Associando-se à argumentação apresentada por Jesus, temos a reflexão de Clarissa P. Estés (2007): "Tornar-se idoso não resulta simplesmente em ter vivido muitos anos, mas decorre mais daquilo que nos tornamos ao longo desses anos, daquilo com que estamos nos preenchendo neste momento e até mesmo a partir do modo pelo qual nos formamos antes que chegássemos a envelhecer muito. E, a partir desse legado, surge minha certeza de que nunca é tarde para aprofundar o mapa. Não importa quantos anos tenhamos vivido, podemos começar agora a nos preparar para aquela travessia que nos levará ao poder da velhice e da sabedoria madura. Todos terão a oportunidade de se reacender como uma força instrutiva e intensa. Mas, nós somente chegaremos lá se encararmos esse ponto como nosso destino, a partir de agora. Apesar de nossos apegos atuais, nossas mágoas, dores, choques, realizações, perdas, ganhos, alegrias, o local que almejamos é aquela terra psíquica habitada pelos velhos" (n.p.).

 

Assim, o significativo é saber envelhecer, lembrando sempre que o Espírito amadurece sem necessariamente envelhecer. É preciso, por tais razões, respeitar e adotar na instituição espírita medidas includentes, apresentando à criança e ao jovem as preciosas possibilidades da pessoa idosa, reunindo as várias gerações em eventos nos quais todos tenham a sua função e a sua importância reconhecidas. O esclarecimento sobre os motivos pelos quais, muitas vezes, pessoas com idade mais avançada não conseguem realizar com a destreza da juventude movimentos, deslocamentos e elaboração de atividades devem ser trazidos para conversações, entendendo-se que, em diversas ocasiões o ritmo pode estar prejudicado, mas a capacidade de entendimento e de percepção estão extremamente presentes: o que está acontecendo no corpo físico é motivado por desgastes, por redução vital, por despreparo para enfrentamento de dificuldades por vias alternativas.

 

Além destas medidas de inclusão, é importante a observação da disponibilização de rampas, corrimão, sanitários mais elevados e a colocação de barras. O piso deve ser apropriado para não ocasionar quedas, a luminosidade estar adequada, letras e apresentações precisam ter caracteres ampliados, definidos e contrastados, com as imagens e som nítidos. A flexibilização de horários é significativa, pois algumas situações podem impedir a presença ou o deslocamento por motivos de saúde, de acompanhamento ou pela própria condição financeira porque algumas pessoas idosas têm um gasto substancial com medicações, alimentação equilibrada e cuidados médicos.

Dados de apontamento de expressões referenciais
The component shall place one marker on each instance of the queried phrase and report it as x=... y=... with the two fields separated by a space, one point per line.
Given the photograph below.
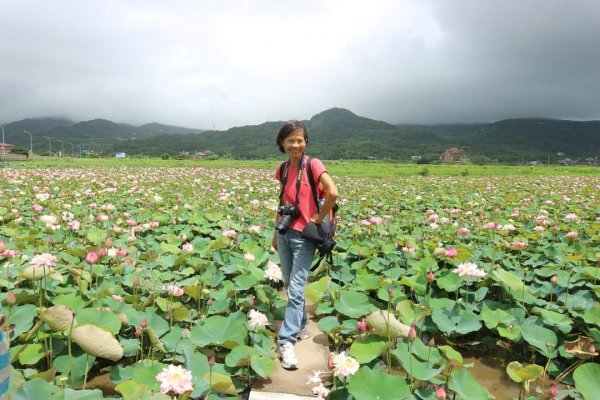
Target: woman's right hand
x=274 y=241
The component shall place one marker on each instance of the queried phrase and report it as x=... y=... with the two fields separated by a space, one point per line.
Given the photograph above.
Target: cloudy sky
x=206 y=64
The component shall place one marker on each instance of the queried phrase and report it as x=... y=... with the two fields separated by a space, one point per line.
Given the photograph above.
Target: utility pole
x=30 y=142
x=50 y=141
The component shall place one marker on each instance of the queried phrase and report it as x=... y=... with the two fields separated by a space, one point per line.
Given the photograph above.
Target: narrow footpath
x=312 y=354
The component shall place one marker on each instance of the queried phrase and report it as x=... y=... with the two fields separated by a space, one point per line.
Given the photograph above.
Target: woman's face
x=294 y=145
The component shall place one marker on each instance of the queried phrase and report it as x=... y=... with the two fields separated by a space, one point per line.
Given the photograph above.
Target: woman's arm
x=331 y=194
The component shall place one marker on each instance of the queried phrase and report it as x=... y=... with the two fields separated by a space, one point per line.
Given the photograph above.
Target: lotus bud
x=440 y=393
x=11 y=299
x=430 y=277
x=412 y=333
x=330 y=363
x=362 y=325
x=92 y=257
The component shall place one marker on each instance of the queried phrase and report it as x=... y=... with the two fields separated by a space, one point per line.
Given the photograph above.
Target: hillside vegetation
x=334 y=134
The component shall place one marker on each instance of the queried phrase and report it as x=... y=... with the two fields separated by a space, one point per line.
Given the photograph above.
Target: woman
x=296 y=254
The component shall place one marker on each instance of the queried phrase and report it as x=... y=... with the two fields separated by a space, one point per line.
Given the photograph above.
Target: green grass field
x=335 y=167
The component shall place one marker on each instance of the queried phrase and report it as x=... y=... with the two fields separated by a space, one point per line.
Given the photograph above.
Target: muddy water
x=490 y=372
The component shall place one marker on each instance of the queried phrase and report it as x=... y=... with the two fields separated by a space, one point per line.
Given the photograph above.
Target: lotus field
x=161 y=282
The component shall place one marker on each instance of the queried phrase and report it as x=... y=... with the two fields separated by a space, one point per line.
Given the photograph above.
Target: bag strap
x=311 y=181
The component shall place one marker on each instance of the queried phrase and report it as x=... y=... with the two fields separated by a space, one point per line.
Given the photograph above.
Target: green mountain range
x=333 y=134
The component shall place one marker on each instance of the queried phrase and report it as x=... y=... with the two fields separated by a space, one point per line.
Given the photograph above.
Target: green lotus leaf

Ordem de trabalho: Escreva, sem alterar nada, tudo o que vai de "Além destas medidas" até "e cuidados médicos." no texto sobre envelhecimento.

Resultado esperado:
Além destas medidas de inclusão, é importante a observação da disponibilização de rampas, corrimão, sanitários mais elevados e a colocação de barras. O piso deve ser apropriado para não ocasionar quedas, a luminosidade estar adequada, letras e apresentações precisam ter caracteres ampliados, definidos e contrastados, com as imagens e som nítidos. A flexibilização de horários é significativa, pois algumas situações podem impedir a presença ou o deslocamento por motivos de saúde, de acompanhamento ou pela própria condição financeira porque algumas pessoas idosas têm um gasto substancial com medicações, alimentação equilibrada e cuidados médicos.